▶ _REQUIREMENT_
Starting with the line that contains "the hip pouch?" and going on through the line that contains "270,139 -> 494,382", write out every line again in full, not only the answers. In the answers, multiply each bounding-box coordinate by 1.7 and round the result to a whole number, rounding halves up.

▶ _Data entries_
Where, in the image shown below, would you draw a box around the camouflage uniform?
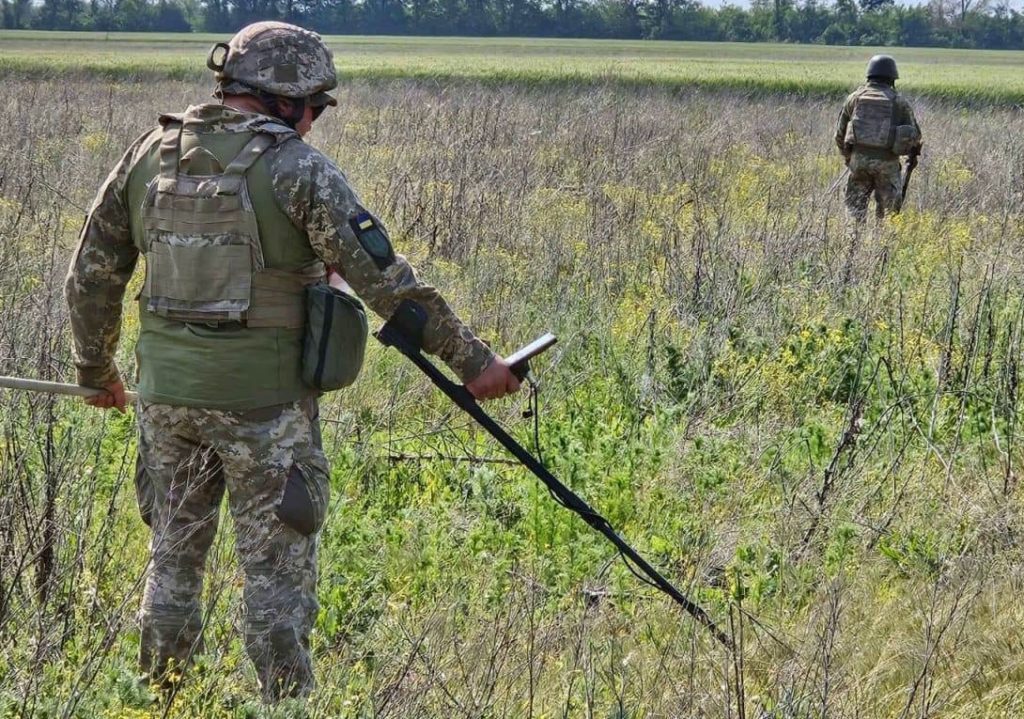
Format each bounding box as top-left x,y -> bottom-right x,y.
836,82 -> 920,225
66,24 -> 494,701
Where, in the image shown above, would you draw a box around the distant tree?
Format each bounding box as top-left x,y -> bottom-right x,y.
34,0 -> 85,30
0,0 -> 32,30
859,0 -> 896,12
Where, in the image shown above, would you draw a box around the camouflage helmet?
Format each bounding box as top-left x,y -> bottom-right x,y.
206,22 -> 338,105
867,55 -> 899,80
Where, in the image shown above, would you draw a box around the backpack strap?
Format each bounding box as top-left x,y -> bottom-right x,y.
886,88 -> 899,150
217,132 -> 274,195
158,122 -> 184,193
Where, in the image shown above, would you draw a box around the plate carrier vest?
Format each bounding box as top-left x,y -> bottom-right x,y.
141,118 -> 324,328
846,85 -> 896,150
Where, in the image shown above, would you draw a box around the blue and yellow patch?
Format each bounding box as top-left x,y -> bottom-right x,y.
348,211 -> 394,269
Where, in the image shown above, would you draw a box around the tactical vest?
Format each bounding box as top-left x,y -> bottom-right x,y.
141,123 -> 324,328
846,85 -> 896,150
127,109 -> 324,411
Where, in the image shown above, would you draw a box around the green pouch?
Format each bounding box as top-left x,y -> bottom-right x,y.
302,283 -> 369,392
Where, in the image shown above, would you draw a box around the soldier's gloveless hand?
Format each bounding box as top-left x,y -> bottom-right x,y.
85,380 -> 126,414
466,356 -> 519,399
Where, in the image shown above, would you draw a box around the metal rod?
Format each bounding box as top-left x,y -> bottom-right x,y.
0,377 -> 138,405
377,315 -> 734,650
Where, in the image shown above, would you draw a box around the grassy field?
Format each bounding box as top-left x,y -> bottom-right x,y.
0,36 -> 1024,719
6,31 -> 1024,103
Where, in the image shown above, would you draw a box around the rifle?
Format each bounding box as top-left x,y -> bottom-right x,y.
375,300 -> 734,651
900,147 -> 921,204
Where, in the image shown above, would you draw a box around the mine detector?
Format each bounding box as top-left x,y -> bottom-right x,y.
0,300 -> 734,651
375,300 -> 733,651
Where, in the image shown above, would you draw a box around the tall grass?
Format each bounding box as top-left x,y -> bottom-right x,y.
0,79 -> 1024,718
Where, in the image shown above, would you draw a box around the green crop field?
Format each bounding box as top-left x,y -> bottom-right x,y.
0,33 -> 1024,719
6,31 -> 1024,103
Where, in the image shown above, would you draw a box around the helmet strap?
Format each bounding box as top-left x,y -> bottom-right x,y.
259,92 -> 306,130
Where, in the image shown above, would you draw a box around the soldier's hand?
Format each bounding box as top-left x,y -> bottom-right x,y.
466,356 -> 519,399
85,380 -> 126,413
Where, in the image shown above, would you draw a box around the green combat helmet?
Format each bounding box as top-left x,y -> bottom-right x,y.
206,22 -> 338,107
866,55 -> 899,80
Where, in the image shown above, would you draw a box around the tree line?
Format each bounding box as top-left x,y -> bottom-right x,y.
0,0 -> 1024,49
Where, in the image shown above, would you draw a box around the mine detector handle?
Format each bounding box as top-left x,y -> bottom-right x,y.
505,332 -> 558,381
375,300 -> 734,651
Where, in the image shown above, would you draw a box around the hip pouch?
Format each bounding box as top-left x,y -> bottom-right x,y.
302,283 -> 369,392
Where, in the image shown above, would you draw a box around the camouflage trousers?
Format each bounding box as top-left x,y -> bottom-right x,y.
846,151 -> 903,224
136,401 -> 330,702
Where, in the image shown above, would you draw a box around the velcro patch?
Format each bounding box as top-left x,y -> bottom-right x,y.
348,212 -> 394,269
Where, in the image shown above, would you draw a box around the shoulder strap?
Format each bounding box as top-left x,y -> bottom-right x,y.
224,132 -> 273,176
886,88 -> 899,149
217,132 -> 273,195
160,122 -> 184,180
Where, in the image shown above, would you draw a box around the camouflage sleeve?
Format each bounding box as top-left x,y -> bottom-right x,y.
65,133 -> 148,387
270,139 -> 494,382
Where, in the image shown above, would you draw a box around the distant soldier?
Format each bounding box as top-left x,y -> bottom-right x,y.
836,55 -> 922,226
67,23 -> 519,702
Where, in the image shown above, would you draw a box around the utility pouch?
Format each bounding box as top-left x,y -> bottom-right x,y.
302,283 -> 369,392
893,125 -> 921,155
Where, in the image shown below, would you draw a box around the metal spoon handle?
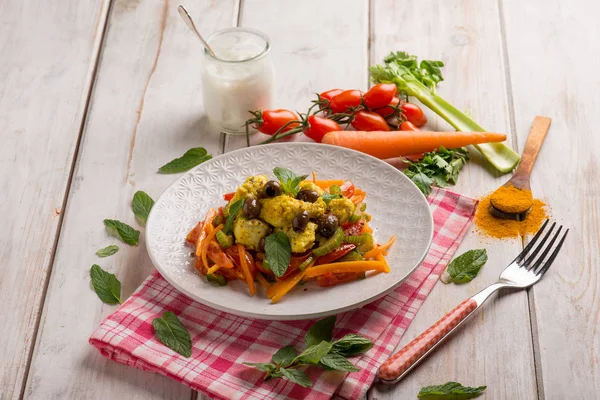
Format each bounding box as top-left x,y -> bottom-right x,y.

▶ _ANSWER FOR THE TASK_
Where, in the image shown above, would you draw a box around the hip pouch?
Format each bounding box as top-left x,y -> bottom-right x,y.
513,481 -> 627,666
Where, in the image shown above, would you draw a box around the camouflage trousers?
Format each bounding box as top-left x,y -> bottom-right x,y.
1438,257 -> 1535,381
231,682 -> 561,1193
Where, in the image shown above, would you draw a box around the velcro patch?
Format each bounding box as top-left x,y -> bottom-right x,y.
592,360 -> 670,457
Where, in the image shown above, would you draw a box around the shoulder strap?
Format each bounding box as top-left x,y -> bottom-right x,y.
381,224 -> 464,299
1506,150 -> 1528,253
369,224 -> 464,332
272,207 -> 313,306
Where, in the image shown above, would you draw a box around the camouflage sleeve?
Format each bounding box as top-left x,y -> bottom-right x,y.
111,226 -> 252,658
459,236 -> 840,649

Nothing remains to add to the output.